:: Extract provided ::
● ● ● ● ● ● ●
Be it enacted by the People of the State of Illinois,
represented in the General Assembly:
Section 1. Short title. This Act may be cited as the
Juvenile Drug Court Treatment Act.
Section 5. Purposes. The General Assembly recognizes that
the use and abuse of drugs has a dramatic effect on the
juvenile justice system in the State of Illinois. There is a
critical need for a juvenile justice system program that will
reduce the incidence of drug use, drug addiction, and crimes
committed as a result of drug use and drug addiction. It is
the intent of the General Assembly to create specialized drug
courts with the necessary flexibility to meet the drug
problems in the State of Illinois.
Section 10. Definitions. As used in this Act:
"Drug court", "drug court program", or "program" means an
immediate and highly structured judicial intervention process
for substance abuse treatment of eligible minors that
brings together substance abuse professionals, local social
programs, and intensive judicial monitoring in accordance
with the nationally recommended 10 key components of drug
courts.
"Drug court professional" means a judge, prosecutor,
defense attorney, probation officer, or treatment provider
involved with the drug court program.
"Pre-adjudicatory drug court program" means a program
that allows the minor, with the consent of the
prosecution, to expedite the minor's delinquency case and
requires successful completion of the drug court program
as part of the agreement.
"Post-adjudicatory drug court program" means a program in
which the minor has admitted guilt or has been found
guilty and agrees, along with the prosecution, to enter a
drug court program as part of the minor's disposition.
"Combination drug court program" means a drug court
program that includes a pre-adjudicatory drug court program
and a post-adjudicatory drug court program.
Section 15. Authorization. The Chief Judge of each
judicial circuit may establish a drug court program for
minors including the format under which it operates under
this Act.
Section 20. Eligibility.
(a) A minor may be admitted into a drug court
program only upon the agreement of the prosecutor and the
minor and with the approval of the court.
(b) A minor shall be excluded from a drug court
program if any of one of the following apply:
(1) The crime is a crime of violence as set forth in
clause (4) of this subsection (b).
(2) The minor denies his or her use of or
addiction to drugs.
(3) The minor does not demonstrate a
willingness to participate in a treatment program.
(4) The minor has been adjudicated delinquent for
a crime of violence within the past 10 years excluding
incarceration time, including but not limited to: first
degree murder, second degree murder, predatory
criminal sexual assault of a child, criminal sexual
assault, armed robbery, aggravated arson, arson,
aggravated kidnapping, kidnapping, aggravated
battery resulting in great bodily harm or permanent
disability, stalking, aggravated stalking, or any
offense involving the discharge of a firearm.
Section 25. Procedure.
● ● ● ● ● ● ●
:: Task requirements ::
1. Name every role that the Juvenile Drug Court Treatment Act counts as a "drug court professional."
2. Reproduce the part of the Juvenile Drug Court Treatment Act starting with "(3) The minor" and going on through "of a firearm.".
● ● ● ● ● ● ●
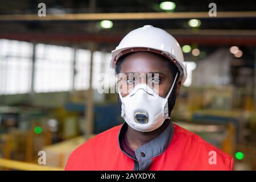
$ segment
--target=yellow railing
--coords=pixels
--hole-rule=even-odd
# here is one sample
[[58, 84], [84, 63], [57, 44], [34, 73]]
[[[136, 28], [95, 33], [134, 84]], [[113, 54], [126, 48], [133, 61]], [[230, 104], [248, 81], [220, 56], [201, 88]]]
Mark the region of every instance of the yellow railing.
[[0, 158], [0, 167], [22, 171], [63, 171], [64, 169]]

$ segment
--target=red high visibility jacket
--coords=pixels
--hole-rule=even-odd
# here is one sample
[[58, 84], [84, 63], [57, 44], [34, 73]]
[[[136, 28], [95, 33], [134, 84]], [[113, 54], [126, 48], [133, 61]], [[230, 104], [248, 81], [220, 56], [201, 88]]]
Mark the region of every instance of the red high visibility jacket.
[[[75, 150], [65, 170], [133, 170], [134, 160], [121, 150], [118, 144], [121, 125], [96, 135]], [[174, 127], [169, 146], [152, 159], [150, 170], [233, 169], [231, 156], [196, 134], [175, 124]]]

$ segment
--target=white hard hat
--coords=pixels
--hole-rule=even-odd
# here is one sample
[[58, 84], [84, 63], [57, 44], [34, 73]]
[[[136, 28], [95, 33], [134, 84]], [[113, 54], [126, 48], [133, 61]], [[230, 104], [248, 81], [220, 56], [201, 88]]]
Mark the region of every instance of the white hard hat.
[[184, 64], [181, 48], [177, 40], [166, 31], [151, 25], [145, 25], [130, 32], [115, 49], [112, 51], [111, 67], [115, 68], [121, 56], [138, 51], [152, 52], [167, 57], [178, 68], [179, 80], [182, 84], [185, 82], [187, 69]]

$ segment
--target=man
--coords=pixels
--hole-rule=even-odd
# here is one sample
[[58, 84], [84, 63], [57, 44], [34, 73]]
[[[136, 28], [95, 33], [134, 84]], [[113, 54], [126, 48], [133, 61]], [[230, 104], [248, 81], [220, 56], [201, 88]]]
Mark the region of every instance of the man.
[[171, 35], [149, 25], [133, 30], [112, 51], [112, 63], [121, 75], [125, 122], [75, 150], [66, 170], [233, 169], [232, 157], [171, 121], [187, 77], [181, 49]]

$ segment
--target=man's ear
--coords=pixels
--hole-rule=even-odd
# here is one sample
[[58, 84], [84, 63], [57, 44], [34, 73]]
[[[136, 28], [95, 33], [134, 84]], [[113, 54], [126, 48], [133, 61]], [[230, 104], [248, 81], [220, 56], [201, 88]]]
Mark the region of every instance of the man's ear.
[[176, 86], [177, 88], [176, 89], [176, 96], [177, 97], [180, 94], [180, 87], [181, 86], [181, 82], [180, 81], [177, 82]]

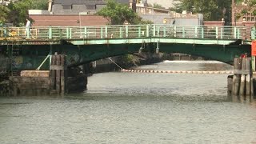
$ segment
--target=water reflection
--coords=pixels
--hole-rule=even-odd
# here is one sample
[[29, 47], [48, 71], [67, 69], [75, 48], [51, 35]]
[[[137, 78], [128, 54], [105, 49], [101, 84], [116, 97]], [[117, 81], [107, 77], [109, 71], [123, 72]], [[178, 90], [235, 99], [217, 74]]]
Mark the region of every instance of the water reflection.
[[[142, 68], [198, 70], [206, 66], [161, 62]], [[83, 94], [0, 98], [0, 142], [254, 143], [256, 102], [228, 100], [226, 78], [103, 73], [88, 78]]]

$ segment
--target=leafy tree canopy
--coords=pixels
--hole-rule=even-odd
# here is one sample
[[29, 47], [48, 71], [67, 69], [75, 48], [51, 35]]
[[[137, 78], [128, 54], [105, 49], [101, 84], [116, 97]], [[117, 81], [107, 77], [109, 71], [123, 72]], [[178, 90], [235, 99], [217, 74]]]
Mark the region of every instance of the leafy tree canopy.
[[230, 21], [229, 14], [231, 10], [231, 0], [174, 0], [178, 2], [175, 9], [178, 12], [182, 10], [200, 13], [204, 15], [204, 20]]
[[0, 26], [6, 22], [9, 10], [6, 6], [0, 5]]
[[[242, 2], [237, 2], [241, 3]], [[245, 15], [248, 12], [251, 12], [253, 16], [256, 16], [255, 5], [256, 5], [256, 0], [249, 1], [248, 6], [244, 7], [244, 9], [241, 10], [241, 13], [236, 14], [236, 18], [240, 18], [242, 16]]]
[[142, 21], [128, 6], [117, 3], [114, 0], [106, 0], [106, 6], [100, 10], [97, 14], [106, 18], [111, 25], [123, 25], [126, 22], [130, 24], [145, 24], [148, 21]]

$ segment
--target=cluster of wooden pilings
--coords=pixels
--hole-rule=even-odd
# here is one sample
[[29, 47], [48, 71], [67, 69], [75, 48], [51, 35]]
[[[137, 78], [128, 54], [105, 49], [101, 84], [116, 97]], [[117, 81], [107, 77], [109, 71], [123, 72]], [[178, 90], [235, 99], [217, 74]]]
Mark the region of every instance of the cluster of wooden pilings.
[[66, 79], [66, 56], [55, 53], [50, 66], [50, 94], [65, 94]]
[[251, 99], [254, 94], [251, 58], [235, 58], [234, 75], [228, 76], [228, 95], [232, 96], [233, 99]]

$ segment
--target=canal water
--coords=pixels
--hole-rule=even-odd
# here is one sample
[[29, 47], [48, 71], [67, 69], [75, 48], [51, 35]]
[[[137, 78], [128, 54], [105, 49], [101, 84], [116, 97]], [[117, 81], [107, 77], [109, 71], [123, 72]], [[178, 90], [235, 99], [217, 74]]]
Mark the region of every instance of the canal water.
[[[136, 69], [229, 70], [217, 62]], [[0, 143], [256, 143], [256, 102], [231, 102], [227, 74], [110, 72], [65, 97], [0, 98]]]

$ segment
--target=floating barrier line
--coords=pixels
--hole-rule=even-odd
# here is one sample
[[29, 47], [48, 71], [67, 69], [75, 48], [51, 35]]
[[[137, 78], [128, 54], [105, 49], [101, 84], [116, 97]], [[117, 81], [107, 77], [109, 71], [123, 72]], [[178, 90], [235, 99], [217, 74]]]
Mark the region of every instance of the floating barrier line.
[[122, 72], [131, 73], [166, 73], [166, 74], [233, 74], [233, 70], [227, 71], [194, 71], [194, 70], [126, 70], [121, 69]]
[[110, 58], [108, 58], [114, 64], [115, 64], [118, 67], [121, 69], [121, 70], [124, 70], [122, 69], [119, 65], [118, 65], [116, 62], [114, 62]]

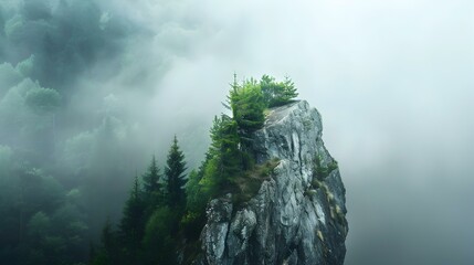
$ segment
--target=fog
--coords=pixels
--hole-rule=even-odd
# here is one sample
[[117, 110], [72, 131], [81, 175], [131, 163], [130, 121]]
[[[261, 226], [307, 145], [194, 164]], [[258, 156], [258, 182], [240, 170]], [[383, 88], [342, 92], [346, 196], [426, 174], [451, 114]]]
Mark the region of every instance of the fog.
[[[3, 0], [0, 25], [0, 155], [89, 178], [93, 231], [175, 134], [199, 166], [233, 73], [288, 75], [339, 162], [346, 264], [473, 264], [472, 1]], [[25, 107], [41, 87], [59, 110]]]

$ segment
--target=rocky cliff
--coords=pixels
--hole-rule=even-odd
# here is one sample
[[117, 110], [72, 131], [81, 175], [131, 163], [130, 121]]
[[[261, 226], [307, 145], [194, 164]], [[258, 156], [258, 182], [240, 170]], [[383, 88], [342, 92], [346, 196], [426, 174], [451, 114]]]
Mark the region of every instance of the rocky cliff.
[[273, 108], [253, 136], [259, 163], [278, 161], [245, 205], [211, 201], [196, 264], [344, 264], [345, 188], [307, 102]]

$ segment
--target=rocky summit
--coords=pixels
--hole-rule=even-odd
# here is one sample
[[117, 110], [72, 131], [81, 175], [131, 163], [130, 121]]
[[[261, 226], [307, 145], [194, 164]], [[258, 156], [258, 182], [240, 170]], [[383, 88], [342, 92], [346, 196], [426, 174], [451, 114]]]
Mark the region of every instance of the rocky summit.
[[305, 100], [270, 109], [253, 149], [257, 163], [277, 166], [243, 205], [231, 193], [209, 203], [194, 264], [344, 264], [346, 191], [322, 131]]

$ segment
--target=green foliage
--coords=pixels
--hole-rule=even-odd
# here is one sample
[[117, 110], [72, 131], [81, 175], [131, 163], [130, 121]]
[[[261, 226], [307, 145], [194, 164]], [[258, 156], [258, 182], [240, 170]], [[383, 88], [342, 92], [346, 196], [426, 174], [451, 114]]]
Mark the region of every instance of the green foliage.
[[161, 206], [152, 213], [145, 229], [144, 257], [140, 264], [177, 264], [176, 242], [171, 233], [176, 220], [176, 212], [168, 206]]
[[179, 149], [178, 139], [176, 138], [176, 136], [172, 140], [172, 145], [169, 149], [166, 162], [166, 202], [171, 208], [183, 209], [186, 203], [186, 163], [185, 155]]
[[263, 75], [260, 87], [267, 107], [285, 105], [298, 96], [295, 84], [288, 77], [283, 82], [276, 82], [274, 77]]
[[164, 199], [161, 174], [155, 156], [152, 156], [147, 172], [143, 176], [144, 200], [147, 203], [147, 212], [150, 213]]
[[240, 86], [234, 85], [229, 99], [233, 119], [239, 126], [239, 136], [249, 145], [250, 135], [262, 128], [265, 121], [263, 110], [266, 106], [262, 89], [256, 81], [249, 80]]

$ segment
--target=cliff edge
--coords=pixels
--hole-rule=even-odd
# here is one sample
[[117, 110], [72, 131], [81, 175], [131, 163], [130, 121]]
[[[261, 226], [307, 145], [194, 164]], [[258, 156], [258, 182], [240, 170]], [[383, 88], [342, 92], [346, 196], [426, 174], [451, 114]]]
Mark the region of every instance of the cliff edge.
[[209, 203], [194, 264], [344, 264], [345, 188], [322, 131], [305, 100], [270, 109], [253, 147], [259, 163], [278, 165], [244, 205], [233, 205], [232, 194]]

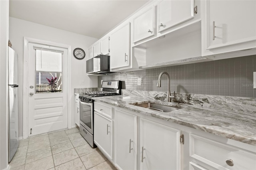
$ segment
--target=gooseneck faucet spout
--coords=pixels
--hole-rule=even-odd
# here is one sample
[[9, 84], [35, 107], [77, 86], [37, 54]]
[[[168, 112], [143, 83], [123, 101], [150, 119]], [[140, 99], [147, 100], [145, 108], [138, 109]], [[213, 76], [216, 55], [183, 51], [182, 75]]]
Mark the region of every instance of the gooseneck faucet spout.
[[161, 77], [164, 74], [166, 74], [167, 76], [167, 81], [168, 81], [168, 89], [167, 91], [167, 96], [166, 96], [166, 101], [167, 102], [171, 102], [172, 99], [175, 99], [175, 91], [174, 91], [174, 94], [173, 96], [171, 95], [171, 93], [170, 91], [170, 76], [167, 72], [166, 71], [162, 71], [159, 74], [158, 77], [158, 79], [157, 81], [157, 83], [156, 84], [156, 87], [161, 87]]

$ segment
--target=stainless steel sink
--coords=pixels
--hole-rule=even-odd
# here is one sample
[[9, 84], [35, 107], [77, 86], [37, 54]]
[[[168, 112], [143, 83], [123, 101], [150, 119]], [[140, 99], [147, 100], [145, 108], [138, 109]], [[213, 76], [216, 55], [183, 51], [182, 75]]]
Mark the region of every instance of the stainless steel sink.
[[182, 109], [176, 106], [167, 106], [151, 102], [142, 104], [138, 104], [138, 103], [130, 103], [130, 104], [161, 112], [170, 112]]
● ● ● ● ● ● ●
:: Answers by item number ::
1. Judge, prosecutor, defense attorney, probation officer, and treatment provider.

2.
(3) The minor does not demonstrate a
willingness to participate in a treatment program.
(4) The minor has been adjudicated delinquent for
a crime of violence within the past 10 years excluding
incarceration time, including but not limited to: first
degree murder, second degree murder, predatory
criminal sexual assault of a child, criminal sexual
assault, armed robbery, aggravated arson, arson,
aggravated kidnapping, kidnapping, aggravated
battery resulting in great bodily harm or permanent
disability, stalking, aggravated stalking, or any
offense involving the discharge of a firearm.